In the rows, switch every "jetty" to "pier" and leave everything else as it is.

■ RECORDS FOR PROCESSING ■
-*-*-

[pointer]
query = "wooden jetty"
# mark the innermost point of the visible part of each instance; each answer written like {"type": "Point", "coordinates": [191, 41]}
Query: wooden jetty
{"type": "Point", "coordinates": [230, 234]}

-*-*-

■ FULL RESPONSE ■
[pointer]
query = "wooden pier"
# mark the innermost point of the visible part of each instance; each answer written like {"type": "Point", "coordinates": [191, 41]}
Query: wooden pier
{"type": "Point", "coordinates": [230, 234]}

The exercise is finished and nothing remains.